● Given instruction: Pick out every line in the records below that contains the string "scarf", matching case exactly, and copy each one.

**** Given records

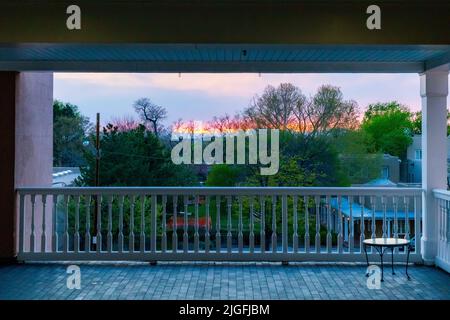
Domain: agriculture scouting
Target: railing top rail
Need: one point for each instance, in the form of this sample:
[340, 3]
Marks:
[310, 191]
[441, 194]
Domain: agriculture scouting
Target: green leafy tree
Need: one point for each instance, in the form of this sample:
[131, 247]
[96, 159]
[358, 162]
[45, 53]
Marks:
[69, 131]
[388, 128]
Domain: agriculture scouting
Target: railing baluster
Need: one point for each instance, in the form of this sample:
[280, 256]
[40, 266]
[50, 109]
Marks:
[284, 224]
[307, 236]
[384, 204]
[44, 226]
[406, 200]
[32, 234]
[351, 237]
[174, 224]
[142, 235]
[207, 227]
[120, 237]
[218, 236]
[164, 224]
[185, 234]
[196, 235]
[153, 223]
[55, 244]
[22, 223]
[87, 235]
[109, 235]
[76, 236]
[416, 225]
[274, 223]
[262, 232]
[317, 240]
[251, 237]
[340, 238]
[98, 238]
[362, 227]
[66, 224]
[295, 225]
[329, 237]
[131, 235]
[229, 225]
[240, 227]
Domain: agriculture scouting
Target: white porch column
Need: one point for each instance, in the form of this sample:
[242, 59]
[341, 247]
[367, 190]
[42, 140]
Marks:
[433, 90]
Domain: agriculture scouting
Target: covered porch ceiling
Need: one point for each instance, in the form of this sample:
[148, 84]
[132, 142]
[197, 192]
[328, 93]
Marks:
[266, 58]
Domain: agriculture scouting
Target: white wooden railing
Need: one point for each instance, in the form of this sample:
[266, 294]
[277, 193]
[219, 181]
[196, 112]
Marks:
[443, 242]
[235, 224]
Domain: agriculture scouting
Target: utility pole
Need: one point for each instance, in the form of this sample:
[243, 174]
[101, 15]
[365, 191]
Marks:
[97, 178]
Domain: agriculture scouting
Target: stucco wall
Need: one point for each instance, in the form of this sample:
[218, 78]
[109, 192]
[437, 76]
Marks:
[34, 143]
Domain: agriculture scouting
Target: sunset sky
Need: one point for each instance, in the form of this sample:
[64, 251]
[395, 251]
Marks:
[202, 96]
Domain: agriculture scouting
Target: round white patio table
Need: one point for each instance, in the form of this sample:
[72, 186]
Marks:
[383, 244]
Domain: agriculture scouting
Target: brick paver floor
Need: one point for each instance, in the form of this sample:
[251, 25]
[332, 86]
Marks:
[218, 281]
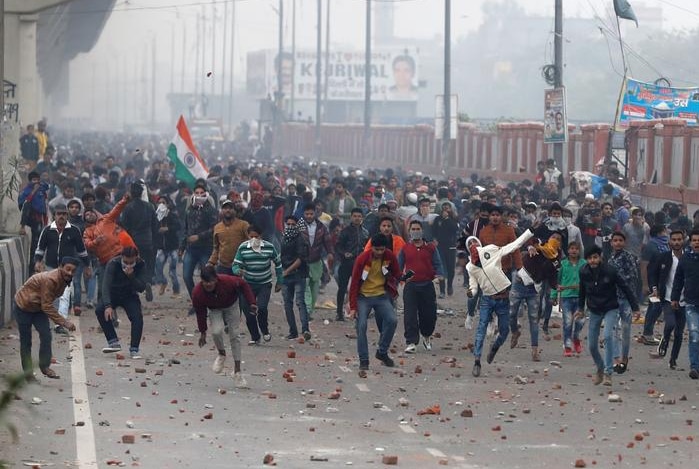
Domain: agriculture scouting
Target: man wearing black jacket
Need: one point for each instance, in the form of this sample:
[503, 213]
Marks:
[687, 279]
[139, 220]
[598, 288]
[125, 277]
[661, 275]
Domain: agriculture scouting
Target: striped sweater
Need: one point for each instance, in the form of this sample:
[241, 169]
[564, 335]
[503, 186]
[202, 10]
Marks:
[257, 266]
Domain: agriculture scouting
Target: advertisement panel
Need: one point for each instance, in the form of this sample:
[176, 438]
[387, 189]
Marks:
[394, 75]
[555, 117]
[646, 101]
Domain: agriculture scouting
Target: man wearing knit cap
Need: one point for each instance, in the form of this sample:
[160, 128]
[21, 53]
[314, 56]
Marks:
[33, 306]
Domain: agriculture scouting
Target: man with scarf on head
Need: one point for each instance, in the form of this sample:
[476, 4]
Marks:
[197, 244]
[294, 259]
[259, 215]
[166, 243]
[658, 244]
[139, 220]
[486, 272]
[33, 306]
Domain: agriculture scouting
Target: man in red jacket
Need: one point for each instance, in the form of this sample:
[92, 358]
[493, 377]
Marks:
[374, 280]
[215, 295]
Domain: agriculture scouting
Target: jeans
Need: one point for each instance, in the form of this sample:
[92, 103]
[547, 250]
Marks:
[132, 305]
[258, 322]
[193, 257]
[693, 329]
[420, 311]
[501, 307]
[40, 321]
[571, 326]
[610, 319]
[295, 287]
[622, 336]
[519, 294]
[219, 319]
[384, 314]
[344, 273]
[160, 259]
[315, 272]
[652, 315]
[675, 320]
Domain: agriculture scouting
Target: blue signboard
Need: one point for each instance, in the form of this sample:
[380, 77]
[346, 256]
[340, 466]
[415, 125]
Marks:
[646, 101]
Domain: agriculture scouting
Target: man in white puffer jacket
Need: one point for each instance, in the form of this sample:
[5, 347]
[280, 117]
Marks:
[485, 271]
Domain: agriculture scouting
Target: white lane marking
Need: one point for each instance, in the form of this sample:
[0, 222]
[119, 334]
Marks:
[407, 428]
[86, 454]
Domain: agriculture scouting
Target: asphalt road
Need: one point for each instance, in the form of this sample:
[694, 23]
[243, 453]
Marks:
[169, 410]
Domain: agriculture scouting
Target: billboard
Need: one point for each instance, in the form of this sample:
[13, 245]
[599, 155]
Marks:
[646, 101]
[555, 117]
[394, 74]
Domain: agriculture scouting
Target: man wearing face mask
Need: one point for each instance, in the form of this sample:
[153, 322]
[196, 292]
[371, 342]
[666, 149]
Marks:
[197, 244]
[124, 278]
[33, 306]
[419, 297]
[253, 261]
[166, 243]
[229, 233]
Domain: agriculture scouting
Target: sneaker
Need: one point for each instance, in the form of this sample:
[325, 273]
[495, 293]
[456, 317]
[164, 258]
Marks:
[649, 340]
[491, 354]
[598, 378]
[607, 380]
[514, 339]
[112, 348]
[469, 323]
[476, 369]
[662, 347]
[239, 381]
[385, 359]
[217, 367]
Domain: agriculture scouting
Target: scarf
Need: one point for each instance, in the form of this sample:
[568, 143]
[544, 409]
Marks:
[290, 234]
[661, 243]
[161, 212]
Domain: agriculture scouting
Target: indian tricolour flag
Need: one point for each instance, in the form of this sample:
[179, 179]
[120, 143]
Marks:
[188, 164]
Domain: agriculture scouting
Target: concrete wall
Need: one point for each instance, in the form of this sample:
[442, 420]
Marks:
[13, 271]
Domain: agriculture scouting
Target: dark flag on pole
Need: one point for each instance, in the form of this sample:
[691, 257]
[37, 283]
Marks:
[623, 10]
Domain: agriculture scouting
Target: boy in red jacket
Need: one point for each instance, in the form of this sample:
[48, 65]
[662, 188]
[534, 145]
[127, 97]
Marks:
[374, 286]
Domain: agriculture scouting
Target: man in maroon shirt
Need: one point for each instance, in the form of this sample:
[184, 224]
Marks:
[215, 295]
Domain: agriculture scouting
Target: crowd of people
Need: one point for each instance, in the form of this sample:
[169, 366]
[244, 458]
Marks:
[108, 213]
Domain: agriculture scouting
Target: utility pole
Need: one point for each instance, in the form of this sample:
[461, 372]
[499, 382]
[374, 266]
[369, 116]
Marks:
[446, 127]
[558, 64]
[319, 34]
[367, 83]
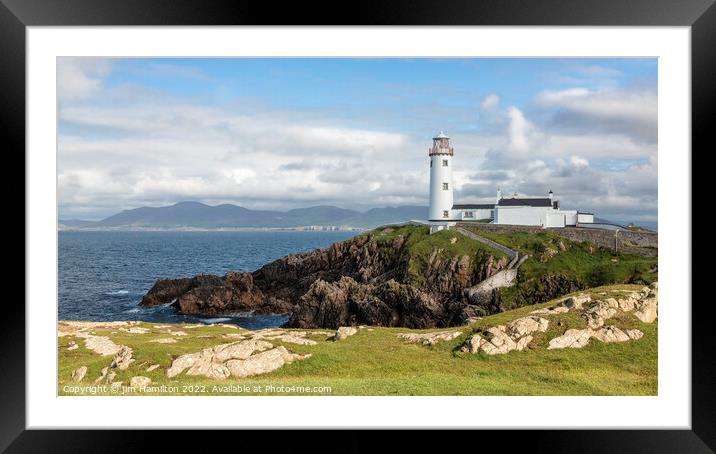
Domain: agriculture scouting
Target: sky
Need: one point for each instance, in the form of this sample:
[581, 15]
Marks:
[283, 133]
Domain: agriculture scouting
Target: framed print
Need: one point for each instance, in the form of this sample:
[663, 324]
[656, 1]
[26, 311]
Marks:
[428, 216]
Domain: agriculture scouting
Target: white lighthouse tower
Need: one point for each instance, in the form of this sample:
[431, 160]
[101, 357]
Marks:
[441, 200]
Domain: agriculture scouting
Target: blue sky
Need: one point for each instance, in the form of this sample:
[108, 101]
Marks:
[286, 133]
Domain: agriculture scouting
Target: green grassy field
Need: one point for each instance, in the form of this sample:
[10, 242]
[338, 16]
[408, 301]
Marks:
[420, 245]
[580, 264]
[376, 361]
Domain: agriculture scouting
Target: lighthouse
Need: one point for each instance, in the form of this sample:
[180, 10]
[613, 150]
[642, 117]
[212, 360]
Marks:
[441, 201]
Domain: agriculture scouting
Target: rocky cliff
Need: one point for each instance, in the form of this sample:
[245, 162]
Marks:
[388, 277]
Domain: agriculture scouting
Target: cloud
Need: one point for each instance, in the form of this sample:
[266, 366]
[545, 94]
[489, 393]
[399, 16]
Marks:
[129, 146]
[631, 112]
[80, 78]
[490, 102]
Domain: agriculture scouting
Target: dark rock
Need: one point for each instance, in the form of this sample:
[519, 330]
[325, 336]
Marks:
[364, 280]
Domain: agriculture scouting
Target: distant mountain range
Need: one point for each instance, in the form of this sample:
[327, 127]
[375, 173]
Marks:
[199, 215]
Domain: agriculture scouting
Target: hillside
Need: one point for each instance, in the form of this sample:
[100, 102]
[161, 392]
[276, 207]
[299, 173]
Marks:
[105, 358]
[402, 276]
[199, 215]
[391, 276]
[557, 265]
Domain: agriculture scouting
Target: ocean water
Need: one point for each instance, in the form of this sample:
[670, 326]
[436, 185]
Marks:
[103, 275]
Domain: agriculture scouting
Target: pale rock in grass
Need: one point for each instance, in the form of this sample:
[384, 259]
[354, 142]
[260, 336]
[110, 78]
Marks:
[498, 343]
[269, 332]
[551, 310]
[647, 311]
[106, 376]
[523, 343]
[572, 338]
[344, 332]
[79, 373]
[239, 350]
[627, 304]
[292, 339]
[135, 330]
[598, 313]
[181, 363]
[140, 382]
[577, 301]
[526, 325]
[210, 361]
[262, 363]
[430, 338]
[610, 334]
[164, 340]
[123, 358]
[473, 343]
[99, 344]
[209, 369]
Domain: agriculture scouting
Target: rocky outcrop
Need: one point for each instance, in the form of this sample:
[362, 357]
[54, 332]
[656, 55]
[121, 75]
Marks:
[366, 280]
[517, 334]
[238, 359]
[572, 338]
[344, 332]
[502, 339]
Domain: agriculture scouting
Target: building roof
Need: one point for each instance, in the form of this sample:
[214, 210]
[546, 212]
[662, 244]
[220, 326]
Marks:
[531, 202]
[474, 206]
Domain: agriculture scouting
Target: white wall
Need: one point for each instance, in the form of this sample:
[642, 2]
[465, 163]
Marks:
[477, 214]
[521, 215]
[570, 217]
[556, 219]
[440, 200]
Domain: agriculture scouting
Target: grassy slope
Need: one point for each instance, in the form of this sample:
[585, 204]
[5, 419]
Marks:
[377, 362]
[420, 245]
[601, 266]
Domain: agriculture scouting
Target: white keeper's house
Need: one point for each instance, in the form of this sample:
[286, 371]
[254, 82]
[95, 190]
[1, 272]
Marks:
[535, 211]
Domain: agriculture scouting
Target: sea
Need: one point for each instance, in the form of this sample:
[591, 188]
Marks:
[104, 274]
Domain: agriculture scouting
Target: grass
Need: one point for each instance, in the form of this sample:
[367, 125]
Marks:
[377, 362]
[580, 264]
[420, 245]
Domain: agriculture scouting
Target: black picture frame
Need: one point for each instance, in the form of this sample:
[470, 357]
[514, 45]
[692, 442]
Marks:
[700, 15]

********

● Answer to the problem:
Target: man with scarf on head
Target: scarf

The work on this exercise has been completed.